> _EXERCISE_
Output the entries underneath exactly as they are.

______

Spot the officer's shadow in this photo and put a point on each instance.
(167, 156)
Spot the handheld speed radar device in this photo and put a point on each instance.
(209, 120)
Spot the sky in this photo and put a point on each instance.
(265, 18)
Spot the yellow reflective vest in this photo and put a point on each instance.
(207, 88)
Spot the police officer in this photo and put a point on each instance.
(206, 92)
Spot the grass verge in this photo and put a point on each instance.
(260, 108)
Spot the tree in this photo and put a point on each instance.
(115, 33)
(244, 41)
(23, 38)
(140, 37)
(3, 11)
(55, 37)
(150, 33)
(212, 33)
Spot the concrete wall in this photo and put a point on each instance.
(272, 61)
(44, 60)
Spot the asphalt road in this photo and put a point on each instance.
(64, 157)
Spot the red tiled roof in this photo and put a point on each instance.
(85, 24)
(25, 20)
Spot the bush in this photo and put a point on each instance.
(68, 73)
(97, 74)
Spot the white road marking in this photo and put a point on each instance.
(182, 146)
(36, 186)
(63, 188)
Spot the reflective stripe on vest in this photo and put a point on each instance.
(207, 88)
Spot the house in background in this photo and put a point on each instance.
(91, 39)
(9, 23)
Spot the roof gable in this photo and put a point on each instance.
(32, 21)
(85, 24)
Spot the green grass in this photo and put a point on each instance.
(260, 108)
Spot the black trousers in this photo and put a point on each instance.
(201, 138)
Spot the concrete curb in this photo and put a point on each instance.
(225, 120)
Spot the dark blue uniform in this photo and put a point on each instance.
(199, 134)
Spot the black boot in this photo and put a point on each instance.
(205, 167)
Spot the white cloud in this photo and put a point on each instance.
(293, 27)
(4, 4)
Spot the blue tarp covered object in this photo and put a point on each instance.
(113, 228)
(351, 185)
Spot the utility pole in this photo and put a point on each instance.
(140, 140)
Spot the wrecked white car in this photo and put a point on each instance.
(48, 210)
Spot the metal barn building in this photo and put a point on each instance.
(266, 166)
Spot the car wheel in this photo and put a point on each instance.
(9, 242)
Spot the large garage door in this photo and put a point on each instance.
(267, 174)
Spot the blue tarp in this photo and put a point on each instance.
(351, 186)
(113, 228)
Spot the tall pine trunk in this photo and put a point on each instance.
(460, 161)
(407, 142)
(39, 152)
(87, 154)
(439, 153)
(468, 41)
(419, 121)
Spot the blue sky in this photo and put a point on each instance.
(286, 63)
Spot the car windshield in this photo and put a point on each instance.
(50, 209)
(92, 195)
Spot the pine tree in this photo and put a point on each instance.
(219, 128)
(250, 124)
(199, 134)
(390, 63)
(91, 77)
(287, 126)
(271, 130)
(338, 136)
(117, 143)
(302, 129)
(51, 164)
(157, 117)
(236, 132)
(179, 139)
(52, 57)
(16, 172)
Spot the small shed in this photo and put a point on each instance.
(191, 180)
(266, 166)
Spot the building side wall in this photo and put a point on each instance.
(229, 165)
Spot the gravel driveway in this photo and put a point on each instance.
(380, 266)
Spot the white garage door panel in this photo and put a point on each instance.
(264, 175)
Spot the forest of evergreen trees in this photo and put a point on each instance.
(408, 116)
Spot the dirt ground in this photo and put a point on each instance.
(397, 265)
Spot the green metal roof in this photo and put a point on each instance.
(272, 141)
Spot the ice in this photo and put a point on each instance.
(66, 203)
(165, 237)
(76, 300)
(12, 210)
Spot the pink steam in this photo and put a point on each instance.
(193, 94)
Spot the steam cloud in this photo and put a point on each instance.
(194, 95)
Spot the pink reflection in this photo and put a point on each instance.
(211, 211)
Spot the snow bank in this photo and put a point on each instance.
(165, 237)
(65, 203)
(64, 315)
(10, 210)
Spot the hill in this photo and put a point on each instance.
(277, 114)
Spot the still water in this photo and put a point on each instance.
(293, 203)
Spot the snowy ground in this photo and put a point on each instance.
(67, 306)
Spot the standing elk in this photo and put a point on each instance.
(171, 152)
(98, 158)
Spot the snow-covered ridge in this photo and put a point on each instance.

______

> _ANSWER TO THE EXERCISE_
Spot the officer's shadow in this photo and put a point on each instance.
(167, 156)
Spot the handheld speed radar device in this photo and put a point on each instance.
(209, 120)
Spot the sky in this photo and put a point on each instance.
(265, 18)
Spot the yellow reflective vest in this photo and put a point on each instance.
(207, 88)
Spot the police officer in this photo and put a point on each instance.
(206, 92)
Spot the grass verge in this photo and put a point on each instance.
(260, 108)
Spot the tree in this photo and put a point on each instance.
(115, 33)
(244, 41)
(23, 38)
(140, 37)
(3, 11)
(55, 37)
(150, 33)
(212, 33)
Spot the concrete wall in this photo and put a point on each instance.
(272, 61)
(44, 60)
Spot the asphalt road in this photo and put a point on each instance.
(64, 157)
Spot the red tiled roof in this photo and put a point on each instance.
(85, 24)
(25, 20)
Spot the bush in this photo and put a point on each instance.
(68, 73)
(97, 74)
Spot the white road marking in this photo and put a point on each instance.
(182, 146)
(36, 186)
(63, 188)
Spot the reflective stripe on vest in this photo and put a point on each instance.
(207, 88)
Spot the house in background in this photo and put a point on each instance.
(91, 39)
(9, 23)
Spot the roof gable in this photo and put a point on each instance.
(32, 21)
(85, 24)
Spot the green grass in this photo and put a point on each instance.
(260, 108)
Spot the black trousers in this photo and put a point on each instance.
(201, 138)
Spot the concrete curb in this photo and put a point on each instance.
(225, 120)
Spot the dark blue uniform in this photo and put a point on each instance.
(199, 134)
Spot the black boot in this photo and put a point on each instance.
(205, 167)
Spot the white cloud in this photo and put a point on each instance.
(293, 27)
(4, 4)
Spot the blue tarp covered object in this photo and put a point on each instance.
(113, 228)
(351, 185)
Spot the utility pole in this photo and put a point on each instance.
(140, 140)
Spot the wrecked white car in this photo and put a point on each instance.
(48, 210)
Spot the metal barn building in this photo and put a point on each instance.
(266, 166)
Spot the car wheel in this photo and put a point on each instance.
(9, 242)
Spot the large garage door in this photo and put a point on each instance.
(267, 174)
Spot the blue tarp in this photo and put a point on each instance.
(351, 186)
(113, 228)
Spot the tall pine trunk in this photo and put a point on each instance.
(460, 161)
(407, 142)
(39, 152)
(87, 154)
(439, 153)
(468, 41)
(419, 121)
Spot the blue sky in this photo and put a point on each instance.
(286, 63)
Spot the car windshield in this photo and put a point on each instance.
(50, 209)
(92, 195)
Spot the pine tree in this photo and put a point on each instance.
(219, 128)
(250, 124)
(199, 134)
(390, 63)
(91, 77)
(287, 126)
(271, 130)
(338, 136)
(117, 143)
(302, 129)
(51, 164)
(157, 117)
(236, 132)
(179, 139)
(52, 57)
(16, 172)
Spot the small shed in this photo and put a point on each instance.
(191, 180)
(266, 166)
Spot the building side wall in this photo and put a point on each instance.
(229, 165)
Spot the gravel driveway in this photo and put a point on each instance.
(380, 266)
Spot the white garage door panel in this photo and put a point on each instance.
(264, 175)
Spot the forest of evergreen trees in this photo and put a point on each instance.
(408, 116)
Spot the dirt ground in this photo and put a point on each instance.
(397, 265)
Spot the green metal roof in this photo and put a point on each instance.
(272, 141)
Spot the ice in this photo and put a point on each instance.
(66, 203)
(165, 237)
(76, 300)
(12, 210)
Spot the pink steam in this photo and put a point on each instance.
(193, 94)
Spot the steam cloud in this photo and put a point on each instance.
(194, 95)
Spot the pink reflection in this photo and put a point on each instance.
(211, 211)
Spot the snow bank in this photo and put a point on each instance.
(165, 237)
(65, 203)
(64, 315)
(10, 210)
Spot the hill in this photo and put a point on each instance.
(277, 114)
Spot the still water in this photo and put a point on each instance.
(293, 203)
Spot the snowy ground in this photo and put a point on each instance.
(67, 306)
Spot the standing elk in this photo and put a point on each instance.
(171, 152)
(98, 158)
Spot the snow-covered ridge in this photo and put a point on each instance.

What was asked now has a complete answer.